Work order
Among the lines of the data, copy those that hold "hand".

#### Records to process

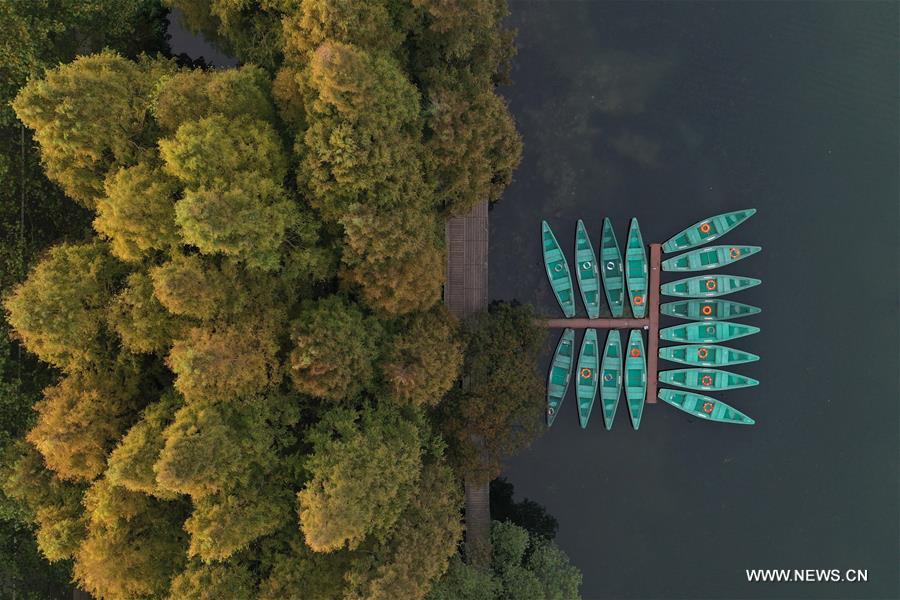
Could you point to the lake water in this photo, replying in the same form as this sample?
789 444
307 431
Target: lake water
671 112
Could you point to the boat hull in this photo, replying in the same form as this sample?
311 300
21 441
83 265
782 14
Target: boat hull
704 407
636 273
611 377
708 286
560 374
707 230
706 355
586 376
635 377
611 270
712 309
557 269
713 257
586 270
707 332
706 379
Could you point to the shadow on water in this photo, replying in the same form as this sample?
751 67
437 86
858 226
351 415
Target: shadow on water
671 112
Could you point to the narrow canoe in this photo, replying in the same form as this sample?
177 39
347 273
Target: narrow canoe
586 389
713 257
560 374
707 230
588 275
611 270
557 271
706 355
707 332
636 270
635 377
711 380
708 310
704 407
708 286
611 377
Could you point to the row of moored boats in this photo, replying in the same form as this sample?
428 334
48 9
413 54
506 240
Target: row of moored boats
619 366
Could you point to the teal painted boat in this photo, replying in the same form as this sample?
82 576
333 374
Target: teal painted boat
706 355
557 271
707 332
710 380
586 388
635 377
611 270
560 374
588 275
636 270
708 286
713 257
704 407
611 377
707 230
708 310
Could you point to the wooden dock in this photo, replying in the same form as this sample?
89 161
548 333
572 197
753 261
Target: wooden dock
651 323
466 292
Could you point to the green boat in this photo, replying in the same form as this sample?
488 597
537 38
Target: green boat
586 390
713 257
704 407
611 376
707 310
560 374
588 276
712 380
707 332
635 377
708 286
706 355
636 270
611 270
557 271
707 230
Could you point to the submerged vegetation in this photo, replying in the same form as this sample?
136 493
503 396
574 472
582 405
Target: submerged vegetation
244 384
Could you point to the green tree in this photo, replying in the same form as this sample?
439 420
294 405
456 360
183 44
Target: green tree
88 116
364 467
497 413
424 358
335 348
58 311
523 567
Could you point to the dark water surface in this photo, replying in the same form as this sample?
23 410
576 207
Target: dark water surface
676 111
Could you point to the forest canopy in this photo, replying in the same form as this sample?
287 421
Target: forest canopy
248 384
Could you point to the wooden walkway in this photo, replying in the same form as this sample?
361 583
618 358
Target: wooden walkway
466 292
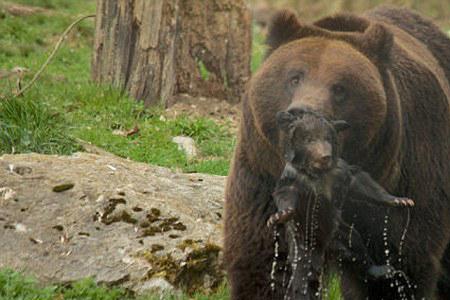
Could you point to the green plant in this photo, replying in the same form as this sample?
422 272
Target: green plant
30 126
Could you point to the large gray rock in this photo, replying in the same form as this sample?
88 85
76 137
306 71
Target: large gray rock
121 222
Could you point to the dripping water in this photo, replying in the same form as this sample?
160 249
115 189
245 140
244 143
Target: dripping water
294 259
275 259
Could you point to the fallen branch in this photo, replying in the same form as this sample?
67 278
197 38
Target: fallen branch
49 59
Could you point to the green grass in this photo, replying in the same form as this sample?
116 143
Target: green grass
84 110
16 286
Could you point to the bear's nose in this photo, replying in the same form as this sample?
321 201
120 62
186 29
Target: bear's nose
323 163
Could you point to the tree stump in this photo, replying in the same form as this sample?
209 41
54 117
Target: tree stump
160 48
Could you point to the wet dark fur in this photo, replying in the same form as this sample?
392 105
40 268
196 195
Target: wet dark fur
400 130
327 190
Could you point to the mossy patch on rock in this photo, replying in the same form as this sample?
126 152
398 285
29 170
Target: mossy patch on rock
199 270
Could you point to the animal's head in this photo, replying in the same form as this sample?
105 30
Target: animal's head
331 67
309 141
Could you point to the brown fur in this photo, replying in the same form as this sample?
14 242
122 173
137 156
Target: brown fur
395 66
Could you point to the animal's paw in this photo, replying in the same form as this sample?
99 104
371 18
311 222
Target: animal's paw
377 272
405 202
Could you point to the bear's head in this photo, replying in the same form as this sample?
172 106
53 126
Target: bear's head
336 67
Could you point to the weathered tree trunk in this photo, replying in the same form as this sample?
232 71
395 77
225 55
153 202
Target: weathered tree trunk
155 49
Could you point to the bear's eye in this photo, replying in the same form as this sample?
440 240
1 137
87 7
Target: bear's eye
295 79
339 93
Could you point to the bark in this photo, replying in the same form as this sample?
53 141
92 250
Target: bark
158 49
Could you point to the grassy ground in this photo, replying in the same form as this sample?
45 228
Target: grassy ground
65 105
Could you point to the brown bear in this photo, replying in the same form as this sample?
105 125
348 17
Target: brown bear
387 74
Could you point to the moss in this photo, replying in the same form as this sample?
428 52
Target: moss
156 248
190 274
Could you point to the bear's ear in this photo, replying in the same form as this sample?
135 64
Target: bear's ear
283 28
285 120
340 125
377 41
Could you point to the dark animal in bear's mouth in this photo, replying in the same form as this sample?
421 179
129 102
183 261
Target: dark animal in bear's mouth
307 137
311 154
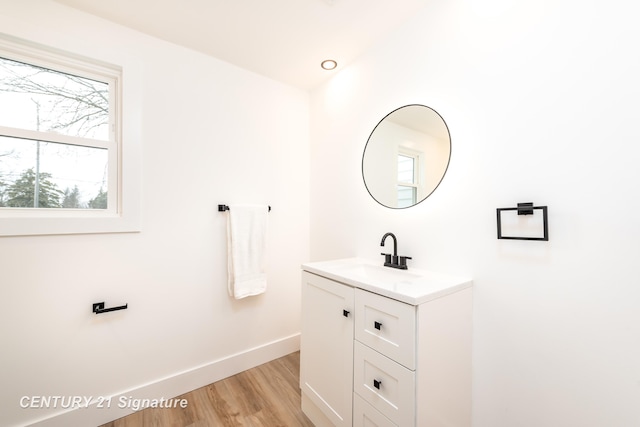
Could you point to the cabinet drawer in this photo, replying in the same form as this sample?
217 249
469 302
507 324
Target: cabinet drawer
386 385
365 415
386 325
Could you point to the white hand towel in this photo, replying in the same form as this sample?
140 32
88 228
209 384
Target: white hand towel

########

Solution
Could you point to the white hand towel in this photo, replying in the same form as this sample?
Target: white hand towel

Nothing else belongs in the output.